ASSIGNMENT - Restate the whole of the data verbatim, omitting nothing.

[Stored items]
== == ==
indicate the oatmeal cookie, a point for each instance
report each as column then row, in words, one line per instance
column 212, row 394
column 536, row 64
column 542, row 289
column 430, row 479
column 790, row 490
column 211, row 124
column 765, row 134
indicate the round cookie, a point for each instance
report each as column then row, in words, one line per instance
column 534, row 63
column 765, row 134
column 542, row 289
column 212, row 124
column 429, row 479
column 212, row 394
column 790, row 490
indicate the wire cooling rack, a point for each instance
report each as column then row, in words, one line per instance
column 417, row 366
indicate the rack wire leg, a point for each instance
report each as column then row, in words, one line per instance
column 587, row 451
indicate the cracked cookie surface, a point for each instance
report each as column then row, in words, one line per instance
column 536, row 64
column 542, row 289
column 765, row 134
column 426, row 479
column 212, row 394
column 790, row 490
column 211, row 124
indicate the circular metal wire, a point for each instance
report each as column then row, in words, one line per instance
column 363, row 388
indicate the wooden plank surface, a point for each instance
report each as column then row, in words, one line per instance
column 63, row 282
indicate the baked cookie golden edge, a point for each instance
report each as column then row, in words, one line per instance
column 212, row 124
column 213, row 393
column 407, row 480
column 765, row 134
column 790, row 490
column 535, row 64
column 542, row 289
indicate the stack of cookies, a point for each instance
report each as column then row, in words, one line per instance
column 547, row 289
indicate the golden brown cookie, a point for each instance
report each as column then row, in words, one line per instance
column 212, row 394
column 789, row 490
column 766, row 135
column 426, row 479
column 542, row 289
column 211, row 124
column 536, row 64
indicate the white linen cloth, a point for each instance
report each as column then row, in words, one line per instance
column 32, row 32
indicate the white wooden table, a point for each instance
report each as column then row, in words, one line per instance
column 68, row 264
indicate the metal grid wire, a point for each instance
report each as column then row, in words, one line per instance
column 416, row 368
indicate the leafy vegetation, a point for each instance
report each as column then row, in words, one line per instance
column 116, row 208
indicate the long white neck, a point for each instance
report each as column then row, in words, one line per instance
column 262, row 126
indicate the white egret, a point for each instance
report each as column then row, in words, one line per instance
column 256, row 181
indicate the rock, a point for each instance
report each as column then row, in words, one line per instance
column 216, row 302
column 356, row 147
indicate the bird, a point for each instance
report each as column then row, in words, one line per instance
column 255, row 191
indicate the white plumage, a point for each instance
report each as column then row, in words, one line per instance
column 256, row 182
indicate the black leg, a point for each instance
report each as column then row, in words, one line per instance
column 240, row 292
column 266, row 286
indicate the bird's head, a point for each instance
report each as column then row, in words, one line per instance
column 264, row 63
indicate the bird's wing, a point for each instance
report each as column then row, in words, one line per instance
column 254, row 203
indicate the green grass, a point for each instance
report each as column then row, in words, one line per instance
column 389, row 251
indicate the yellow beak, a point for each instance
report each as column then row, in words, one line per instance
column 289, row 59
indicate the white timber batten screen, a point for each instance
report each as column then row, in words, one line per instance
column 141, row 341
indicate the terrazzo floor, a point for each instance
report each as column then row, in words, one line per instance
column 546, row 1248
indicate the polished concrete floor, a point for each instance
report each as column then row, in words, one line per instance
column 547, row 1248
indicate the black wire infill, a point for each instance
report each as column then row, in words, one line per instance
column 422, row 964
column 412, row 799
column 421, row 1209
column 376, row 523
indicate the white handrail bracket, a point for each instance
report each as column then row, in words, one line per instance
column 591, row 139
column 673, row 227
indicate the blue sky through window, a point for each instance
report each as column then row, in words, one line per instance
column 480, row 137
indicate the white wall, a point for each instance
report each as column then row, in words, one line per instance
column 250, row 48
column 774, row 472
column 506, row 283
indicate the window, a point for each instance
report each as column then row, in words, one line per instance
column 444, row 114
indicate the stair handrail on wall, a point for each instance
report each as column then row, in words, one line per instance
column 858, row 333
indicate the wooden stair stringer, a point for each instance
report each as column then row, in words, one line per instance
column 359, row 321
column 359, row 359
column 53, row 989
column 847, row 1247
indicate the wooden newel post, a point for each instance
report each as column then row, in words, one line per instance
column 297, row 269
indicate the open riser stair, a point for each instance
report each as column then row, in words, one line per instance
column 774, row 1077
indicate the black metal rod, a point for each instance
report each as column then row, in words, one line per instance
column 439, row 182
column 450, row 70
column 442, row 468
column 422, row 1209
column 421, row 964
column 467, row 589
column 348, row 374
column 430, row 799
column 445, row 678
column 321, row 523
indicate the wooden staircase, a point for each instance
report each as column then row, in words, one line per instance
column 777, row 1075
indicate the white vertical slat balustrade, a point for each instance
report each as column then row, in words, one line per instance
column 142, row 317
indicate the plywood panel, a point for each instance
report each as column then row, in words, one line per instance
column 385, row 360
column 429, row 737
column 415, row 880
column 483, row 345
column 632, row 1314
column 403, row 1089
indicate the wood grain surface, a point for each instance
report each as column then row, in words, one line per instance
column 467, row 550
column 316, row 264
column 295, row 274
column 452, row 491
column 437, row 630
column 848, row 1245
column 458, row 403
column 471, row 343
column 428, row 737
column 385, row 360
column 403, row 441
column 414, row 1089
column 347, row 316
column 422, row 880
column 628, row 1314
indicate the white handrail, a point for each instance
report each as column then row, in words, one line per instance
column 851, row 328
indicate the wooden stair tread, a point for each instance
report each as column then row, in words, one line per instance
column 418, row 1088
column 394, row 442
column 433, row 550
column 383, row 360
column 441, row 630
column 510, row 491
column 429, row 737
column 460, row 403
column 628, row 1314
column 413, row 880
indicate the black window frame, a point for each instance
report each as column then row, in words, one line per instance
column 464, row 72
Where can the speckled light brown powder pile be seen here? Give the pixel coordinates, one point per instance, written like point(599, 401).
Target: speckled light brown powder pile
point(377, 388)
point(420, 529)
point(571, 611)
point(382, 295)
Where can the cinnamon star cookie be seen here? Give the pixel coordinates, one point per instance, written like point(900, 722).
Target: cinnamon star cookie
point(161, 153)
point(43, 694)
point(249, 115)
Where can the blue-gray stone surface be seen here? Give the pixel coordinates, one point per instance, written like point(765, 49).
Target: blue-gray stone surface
== == ==
TASK RESULT -
indicate the oatmeal cookie, a point for each instance
report each as column then row, in words, one line per instance
column 212, row 394
column 536, row 64
column 542, row 289
column 430, row 479
column 790, row 490
column 211, row 124
column 765, row 134
indicate the round cookie, a point for each instance
report each as column then row, in words, one line per instance
column 534, row 63
column 765, row 134
column 542, row 289
column 212, row 124
column 429, row 479
column 212, row 394
column 790, row 490
indicate the wire cooling rack, a point for each instance
report each as column then row, in words, one line per instance
column 417, row 366
indicate the rack wire leg, a point for each instance
report each as column then row, in words, one line per instance
column 587, row 451
indicate the cracked cookie surface, a point for each instance
report each as column then row, in words, one line per instance
column 536, row 64
column 542, row 289
column 765, row 134
column 426, row 479
column 212, row 394
column 790, row 490
column 211, row 124
indicate the circular metal wire, a point for each instance
report each as column then row, in words, one line per instance
column 363, row 388
indicate the wooden plank surface, a point for each instance
report each as column then row, in words, one line per instance
column 63, row 282
indicate the baked cookie golden edge, a point for each instance
report each as column then row, in words, one line per instance
column 212, row 124
column 213, row 393
column 407, row 480
column 765, row 134
column 790, row 490
column 535, row 64
column 542, row 289
indicate the stack of cookies, a point for each instance
report each as column then row, in words, one line per instance
column 547, row 289
indicate the golden brown cookie, a point for each instance
report each as column then row, in words, one line per instance
column 212, row 394
column 789, row 490
column 766, row 135
column 426, row 479
column 542, row 289
column 211, row 124
column 536, row 64
indicate the white linen cloth, a point for each instance
report each as column then row, in words, one line per instance
column 32, row 32
indicate the white wooden table, a point for each instance
report each as column then row, in words, one line per instance
column 68, row 264
indicate the metal grid wire, a point for each instance
report each as column then row, in words, one line per instance
column 416, row 368
indicate the leafy vegetation, a point for each instance
report each as column then row, in words, one line per instance
column 116, row 208
indicate the long white neck, a point for each instance
report each as column then row, in words, one line per instance
column 262, row 126
indicate the white egret, a point for each instance
report each as column then row, in words, one line per instance
column 256, row 181
indicate the rock, a point for each instance
report each as column then row, in words, one line per instance
column 216, row 302
column 356, row 147
indicate the bird, a point for each instance
report each as column then row, in words, one line per instance
column 255, row 191
indicate the white plumage, a point for each instance
report each as column then row, in words, one line per instance
column 256, row 182
indicate the black leg, a point for each instance
report each as column then row, in words, one line per instance
column 240, row 292
column 266, row 286
indicate the bird's head, a point for each instance
report each as column then row, in words, one line per instance
column 264, row 63
indicate the bird's wing, a point for each instance
report each as column then row, in words, one line per instance
column 254, row 203
indicate the green grass, a point for each instance
report each as column then row, in words, one line per instance
column 389, row 251
indicate the yellow beak, a point for each instance
report each as column then row, in words, one line per instance
column 289, row 59
indicate the white timber batten screen, a point for each instance
report each as column then row, in words, one line per instance
column 141, row 341
indicate the terrazzo floor, a point for each instance
report each as column then row, in words, one line per instance
column 546, row 1248
indicate the polished concrete floor, a point for each instance
report each as column then row, in words, one line per instance
column 547, row 1248
indicate the black wire infill, a point for each instance
report each as column then row, in words, one line per instance
column 422, row 964
column 412, row 799
column 421, row 1209
column 376, row 523
indicate the white handrail bracket, a point for each instance
report each as column then row, in words, one line per instance
column 591, row 139
column 673, row 227
indicate the blue sky through window, a point for each instance
report each as column then row, in words, one line per instance
column 480, row 137
indicate the white wall, a point for each instance
report each as column then row, in words, one line per instance
column 250, row 48
column 774, row 472
column 506, row 283
indicate the window, a point for each instance
report each as column then row, in words, one line per instance
column 444, row 114
indicate the stair handrail on wall, a point for each instance
report each as column then row, in words, one line per instance
column 858, row 333
indicate the wooden stair stringer, a point for each instance
report each as column then row, in words, one line per instance
column 359, row 321
column 359, row 359
column 53, row 989
column 847, row 1247
indicate the wooden newel post, a point for each instance
report each as column then row, in words, one line per instance
column 297, row 269
indicate the open riser stair, a point for each instance
report each as column then row, in words, one line per instance
column 774, row 1077
indicate the black metal rod, a point for each instance
report each as column then row, in words, one line per instance
column 439, row 182
column 450, row 70
column 442, row 468
column 422, row 1209
column 421, row 964
column 467, row 589
column 348, row 374
column 430, row 799
column 445, row 678
column 321, row 523
indicate the wooden staircase, a point for each instance
report each as column then row, in words, one line per instance
column 777, row 1075
indicate the white vertical slat balustrade, a point for each instance
report each as column then row, in words, one line per instance
column 142, row 317
indicate the plywood panel, a point for each instance
report each as column then row, in words, one line per instance
column 385, row 360
column 429, row 737
column 415, row 880
column 483, row 345
column 632, row 1314
column 403, row 1089
indicate the wood grain surface, a point for each instance
report each as column then row, in words, one line per instance
column 467, row 550
column 316, row 264
column 295, row 274
column 452, row 491
column 437, row 630
column 848, row 1245
column 458, row 403
column 471, row 343
column 428, row 737
column 385, row 360
column 403, row 441
column 414, row 1089
column 347, row 316
column 422, row 880
column 628, row 1314
indicate the white handrail, a point for each instance
report each as column then row, in words, one line per instance
column 851, row 328
indicate the wooden stair tread, a point for each instance
report each as column then row, in words, one line per instance
column 418, row 1088
column 394, row 442
column 433, row 550
column 383, row 360
column 441, row 630
column 510, row 491
column 429, row 737
column 460, row 403
column 628, row 1314
column 413, row 880
indicate the black window frame, a point for each instance
report each as column then row, in words, one line per instance
column 464, row 72
Where can the speckled light brown powder pile be seen here? Give the pixel coordinates, one point per instance, written like point(599, 401).
Target: speckled light brown powder pile
point(377, 388)
point(420, 529)
point(571, 611)
point(382, 295)
Where can the cinnamon star cookie be seen here? Give the pixel coordinates, one point per instance, written like point(900, 722).
Target: cinnamon star cookie
point(161, 153)
point(43, 694)
point(249, 115)
Where can the blue-gray stone surface be seen here? Give the pixel coordinates, one point per instance, written like point(765, 49).
Target: blue-gray stone surface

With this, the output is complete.